Your task –
Write out the whole passage on soul singers below, word for word.

Text to read –
************

He had this big hit on Goldwax, Pouring Water on a Drowning Man. He just died a
few years ago. He was a very nice gentleman, soft-spoken, always smiling. He
was a very nice guy, a very quiet guy.”
O.V. WRIGHT is
another artist Spencer used to work with. “He’s another personal friend of
mine. We were on different shows together. This guy could really sing. I’ve
never seen anybody make another man cry. I was on a show with him back in ’71
in New Orleans along with Jackie Wilson, Bobby Bland, Denise LaSalle,
and he just turned the place up. He had me just crying. He was really a
soulful singer.”
(Acknowledgements
to Spencer Wiggins, Thomas Demerritte and Colin Dilnot).

SHIRLEY BROWN
It took almost
five years for us to hear new music from Shirley, but finally Unleashed (MCD7535;
www.malaco.com) is here. It starts with a
serene and rather mellow ballad called Upside Down, which, however,
vocally grows into a passionate eruption. The song was written and produced by
Frederick Knight, but unfortunately his second contribution, an almost
funky beater called Let Me Relax You, isn’t on a par of that opener but,
on the contrary, sounds rather dull.

************

Supplied entries –

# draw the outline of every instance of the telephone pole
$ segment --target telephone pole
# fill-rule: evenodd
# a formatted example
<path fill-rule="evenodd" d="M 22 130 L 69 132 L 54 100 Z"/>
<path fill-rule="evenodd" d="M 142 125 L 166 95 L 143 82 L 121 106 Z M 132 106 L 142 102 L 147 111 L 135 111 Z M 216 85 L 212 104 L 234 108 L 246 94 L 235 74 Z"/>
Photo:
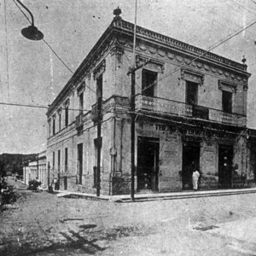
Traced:
<path fill-rule="evenodd" d="M 96 195 L 101 195 L 101 150 L 102 150 L 102 97 L 97 101 L 97 183 Z"/>
<path fill-rule="evenodd" d="M 133 63 L 130 67 L 127 75 L 131 74 L 131 200 L 134 201 L 134 177 L 135 177 L 135 74 L 136 71 L 148 64 L 151 60 L 145 63 L 136 66 L 136 29 L 137 29 L 137 0 L 135 2 L 135 20 L 134 20 L 134 34 L 133 34 Z"/>

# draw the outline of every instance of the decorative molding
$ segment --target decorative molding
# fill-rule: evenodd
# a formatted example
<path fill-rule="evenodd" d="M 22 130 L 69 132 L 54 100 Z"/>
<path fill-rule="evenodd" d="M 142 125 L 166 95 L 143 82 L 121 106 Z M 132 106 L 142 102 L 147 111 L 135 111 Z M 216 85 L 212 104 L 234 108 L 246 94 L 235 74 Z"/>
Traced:
<path fill-rule="evenodd" d="M 119 22 L 113 22 L 113 26 L 115 27 L 119 27 L 124 31 L 129 31 L 130 32 L 134 32 L 134 24 L 125 21 L 124 20 L 119 20 Z M 208 59 L 213 61 L 218 61 L 221 64 L 230 66 L 235 67 L 236 69 L 240 69 L 242 72 L 246 72 L 247 65 L 242 63 L 236 62 L 230 59 L 226 59 L 216 54 L 213 54 L 210 51 L 207 51 L 205 49 L 197 48 L 191 44 L 178 41 L 177 39 L 164 36 L 158 32 L 150 31 L 148 29 L 141 27 L 137 26 L 136 32 L 137 37 L 142 37 L 143 38 L 149 38 L 149 40 L 155 41 L 156 44 L 165 44 L 166 45 L 171 46 L 174 49 L 177 49 L 178 50 L 186 51 L 189 54 L 197 55 L 203 56 L 205 59 Z M 144 47 L 140 45 L 140 48 L 143 48 L 144 50 Z"/>
<path fill-rule="evenodd" d="M 228 81 L 218 80 L 218 89 L 222 90 L 228 90 L 232 93 L 236 93 L 237 84 L 230 83 Z"/>
<path fill-rule="evenodd" d="M 81 93 L 83 93 L 85 90 L 85 82 L 82 82 L 80 85 L 77 88 L 77 94 L 79 96 Z"/>
<path fill-rule="evenodd" d="M 188 80 L 188 81 L 198 83 L 200 85 L 203 85 L 205 81 L 205 75 L 195 70 L 182 68 L 181 79 L 183 80 Z"/>
<path fill-rule="evenodd" d="M 70 99 L 67 99 L 65 102 L 64 102 L 64 108 L 68 108 L 70 105 Z"/>
<path fill-rule="evenodd" d="M 131 49 L 133 44 L 131 44 L 130 41 L 118 38 L 116 40 L 116 44 L 118 45 L 120 45 L 122 47 L 126 47 L 129 49 Z M 166 59 L 170 60 L 171 61 L 177 62 L 177 65 L 185 65 L 187 67 L 191 67 L 193 68 L 196 68 L 201 72 L 205 73 L 212 73 L 213 75 L 218 75 L 219 77 L 223 77 L 224 79 L 230 79 L 230 80 L 235 80 L 236 83 L 242 83 L 242 84 L 247 84 L 247 78 L 250 76 L 248 73 L 246 71 L 231 71 L 230 69 L 233 69 L 234 67 L 230 66 L 228 67 L 218 67 L 218 64 L 212 64 L 208 61 L 207 64 L 204 62 L 201 62 L 199 61 L 193 61 L 190 56 L 185 55 L 186 52 L 183 50 L 183 54 L 178 54 L 177 52 L 175 52 L 172 50 L 170 52 L 170 49 L 159 49 L 159 46 L 153 45 L 152 44 L 147 44 L 147 43 L 139 43 L 137 47 L 136 48 L 137 52 L 141 52 L 142 54 L 148 54 L 150 55 L 155 55 L 155 58 L 157 59 L 162 59 L 163 62 L 166 62 Z M 145 59 L 149 59 L 151 56 L 148 55 L 147 57 L 144 57 Z M 235 62 L 235 61 L 234 61 Z M 240 65 L 238 62 L 235 62 Z M 227 63 L 226 63 L 227 64 Z M 229 66 L 228 64 L 226 66 Z"/>
<path fill-rule="evenodd" d="M 111 55 L 121 56 L 124 54 L 124 47 L 114 44 L 110 49 Z"/>
<path fill-rule="evenodd" d="M 140 65 L 143 65 L 147 61 L 148 61 L 148 59 L 147 59 L 144 56 L 138 55 L 136 55 L 137 67 L 138 67 Z M 145 66 L 145 68 L 148 68 L 148 69 L 154 70 L 155 72 L 163 73 L 165 71 L 165 62 L 161 62 L 161 61 L 151 59 L 150 62 L 148 64 L 147 64 L 147 66 Z"/>
<path fill-rule="evenodd" d="M 93 72 L 93 79 L 96 80 L 106 70 L 106 60 L 103 60 Z"/>

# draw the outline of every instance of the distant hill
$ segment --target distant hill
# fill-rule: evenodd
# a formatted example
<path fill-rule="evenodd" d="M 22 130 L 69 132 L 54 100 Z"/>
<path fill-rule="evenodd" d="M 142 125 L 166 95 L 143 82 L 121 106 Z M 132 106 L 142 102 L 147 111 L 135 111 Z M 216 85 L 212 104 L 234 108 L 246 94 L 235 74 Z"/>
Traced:
<path fill-rule="evenodd" d="M 30 161 L 36 160 L 38 154 L 0 154 L 0 175 L 6 173 L 11 175 L 17 172 L 22 174 L 23 166 L 26 166 Z"/>

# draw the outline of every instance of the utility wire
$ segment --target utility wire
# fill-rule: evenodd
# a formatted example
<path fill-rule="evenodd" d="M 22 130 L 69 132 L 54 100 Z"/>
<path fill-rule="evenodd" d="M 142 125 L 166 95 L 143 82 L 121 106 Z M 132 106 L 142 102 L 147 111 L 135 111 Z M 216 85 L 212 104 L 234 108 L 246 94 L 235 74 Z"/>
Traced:
<path fill-rule="evenodd" d="M 24 16 L 26 17 L 26 19 L 29 21 L 29 23 L 31 24 L 31 20 L 29 20 L 29 18 L 27 17 L 27 15 L 25 14 L 25 12 L 22 10 L 22 9 L 17 4 L 17 3 L 13 0 L 14 3 L 15 3 L 15 5 L 19 8 L 19 9 L 21 11 L 21 13 L 24 15 Z M 61 61 L 61 63 L 69 70 L 70 73 L 72 73 L 73 74 L 74 74 L 74 72 L 70 69 L 68 67 L 68 66 L 62 61 L 62 59 L 59 56 L 59 55 L 53 49 L 53 48 L 49 45 L 49 44 L 43 38 L 43 41 L 45 43 L 45 44 L 49 48 L 49 49 L 55 54 L 55 55 Z M 92 92 L 94 92 L 95 94 L 96 94 L 96 92 L 92 90 L 90 86 L 88 86 L 86 84 L 85 84 L 85 86 L 90 90 Z"/>
<path fill-rule="evenodd" d="M 9 49 L 8 49 L 8 37 L 7 37 L 8 31 L 7 31 L 6 0 L 4 0 L 4 23 L 5 23 L 5 50 L 6 50 L 6 71 L 7 71 L 8 100 L 9 102 Z"/>

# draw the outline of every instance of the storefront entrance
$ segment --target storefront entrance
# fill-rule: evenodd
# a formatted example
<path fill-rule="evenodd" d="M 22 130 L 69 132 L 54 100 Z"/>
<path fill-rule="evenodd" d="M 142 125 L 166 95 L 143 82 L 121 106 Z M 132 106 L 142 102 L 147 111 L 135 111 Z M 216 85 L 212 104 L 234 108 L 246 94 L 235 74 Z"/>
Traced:
<path fill-rule="evenodd" d="M 137 138 L 137 189 L 158 191 L 159 139 Z"/>
<path fill-rule="evenodd" d="M 233 146 L 218 147 L 218 185 L 221 189 L 232 187 Z"/>
<path fill-rule="evenodd" d="M 183 148 L 183 189 L 192 189 L 192 172 L 200 172 L 200 143 L 186 142 Z"/>

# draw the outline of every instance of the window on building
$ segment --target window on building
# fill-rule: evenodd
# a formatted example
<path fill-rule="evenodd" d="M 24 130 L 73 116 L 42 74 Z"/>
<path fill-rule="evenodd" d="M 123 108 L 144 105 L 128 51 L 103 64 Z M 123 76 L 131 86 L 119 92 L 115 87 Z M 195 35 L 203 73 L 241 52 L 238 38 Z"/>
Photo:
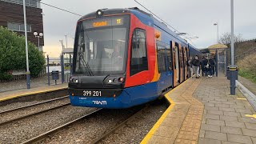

************

Solution for this problem –
He had this big hit on Goldwax, Pouring Water on a Drowning Man. He just died a
few years ago. He was a very nice gentleman, soft-spoken, always smiling. He
was a very nice guy, a very quiet guy.”
O.V. WRIGHT is
another artist Spencer used to work with. “He’s another personal friend of
mine. We were on different shows together. This guy could really sing. I’ve
never seen anybody make another man cry. I was on a show with him back in ’71
in New Orleans along with Jackie Wilson, Bobby Bland, Denise LaSalle,
and he just turned the place up. He had me just crying. He was really a
soulful singer.”
(Acknowledgements
to Spencer Wiggins, Thomas Demerritte and Colin Dilnot).

SHIRLEY BROWN
It took almost
five years for us to hear new music from Shirley, but finally Unleashed (MCD7535;
www.malaco.com) is here. It starts with a
serene and rather mellow ballad called Upside Down, which, however,
vocally grows into a passionate eruption. The song was written and produced by
Frederick Knight, but unfortunately his second contribution, an almost
funky beater called Let Me Relax You, isn’t on a par of that opener but,
on the contrary, sounds rather dull.